> **Text under study**:
THIS IS OUR WORLD AND OUR WORK – Resilience and our future workforce

Di Fuller

In our work – flight nursing, paramedicine, medical, a core component of our work is dealing with  humans in acute and often devastating crisis.  To the pilots and crewmen, you are also witness to it.

However, if the general resilience of society is falling, how do we select and prepare ‘our’ people for what they are inevitably going to be exposed to in their working lives?


Biography:

Di qualified as a NZReg Comprehensive nurse at the end of 1984. Since that time her predominant area of work has been paediatric intensive care with the occasional foray into neonatal intensive care and midwifery. She has notably stayed well clear of adults!

> **Exercise data**:
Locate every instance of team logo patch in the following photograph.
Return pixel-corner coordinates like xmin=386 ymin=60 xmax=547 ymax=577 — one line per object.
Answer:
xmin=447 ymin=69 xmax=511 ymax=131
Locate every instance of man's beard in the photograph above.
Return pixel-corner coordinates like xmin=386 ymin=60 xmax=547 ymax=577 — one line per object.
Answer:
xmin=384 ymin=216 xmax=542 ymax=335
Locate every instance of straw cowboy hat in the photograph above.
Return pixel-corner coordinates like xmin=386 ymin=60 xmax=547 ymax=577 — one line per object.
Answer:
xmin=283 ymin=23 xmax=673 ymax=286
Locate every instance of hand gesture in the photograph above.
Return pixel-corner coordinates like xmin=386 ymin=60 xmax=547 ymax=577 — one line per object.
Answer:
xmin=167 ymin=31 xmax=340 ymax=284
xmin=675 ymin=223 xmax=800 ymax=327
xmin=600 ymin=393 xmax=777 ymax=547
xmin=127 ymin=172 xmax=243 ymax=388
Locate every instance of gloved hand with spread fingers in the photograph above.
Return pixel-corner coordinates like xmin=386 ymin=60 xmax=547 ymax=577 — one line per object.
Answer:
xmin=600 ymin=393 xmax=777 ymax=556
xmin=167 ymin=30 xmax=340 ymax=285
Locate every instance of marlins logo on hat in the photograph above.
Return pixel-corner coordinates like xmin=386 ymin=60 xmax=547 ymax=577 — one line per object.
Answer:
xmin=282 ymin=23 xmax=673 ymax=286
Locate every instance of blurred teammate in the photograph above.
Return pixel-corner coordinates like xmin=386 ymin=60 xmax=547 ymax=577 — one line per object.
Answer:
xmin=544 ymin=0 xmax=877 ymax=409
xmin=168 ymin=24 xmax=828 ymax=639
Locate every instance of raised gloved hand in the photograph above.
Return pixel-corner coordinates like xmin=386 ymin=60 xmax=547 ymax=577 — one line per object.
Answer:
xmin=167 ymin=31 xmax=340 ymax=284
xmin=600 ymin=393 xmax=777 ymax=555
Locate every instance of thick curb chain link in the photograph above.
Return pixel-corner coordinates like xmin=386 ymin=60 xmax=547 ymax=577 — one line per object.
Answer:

> **Tasks for this exercise**:
**1)** In the resilience abstract, when did Di qualify as a NZReg Comprehensive nurse?
**2)** Name every area of work that the resilience abstract says Di has worked in.
**3)** Keep writing the resilience abstract, starting after its final sentence.

> **Responses to the exercise**:
**1)** At the end of 1984.

**2)** Paediatric intensive care, neonatal intensive care, and midwifery.

**3)**
Her international work has included time with an NGO in the Middle East, experiencing all the dynamics of living in Occupied Territories, the threat of nuclear war and the commencement of the first Gulf War. Her evacuation to Cyprus had a moment of amusement when the small plane that had been loaded with ex-pat luggage needed in-flight re-configuration so the plane could fly level and not nose up. Other international posts have included paediatric intensive care on the Bristol Royal Children’s and Melbourne Royal Children’s ICU’s where she held charge nurse positions.

She currently holds a senior clinical staff nurse role on the Starship Children’s Intensive Care Unit in Auckland, NZ and leads their national intensive care retrieval team and service.

Her retrievalist career began around 1986 which included a memorable flight to Kirbati on an Air Force O’Ryan. Completing a post-graduate Diploma in aeromedical retrievals she has been consistently involved with Paediatric intensive care retrievals since 2004.

On behalf of the NZ College of Air and Surface Transport Nurses, Di managed and ran a national aeromedical retrieval course for flight nurses. Over an 8 year period she grew it into a course where demand now exceeds places available. She has handed those reins over whilst she leads a working group on developing national standards for NZ flight nurses.

She is secretary for ASA.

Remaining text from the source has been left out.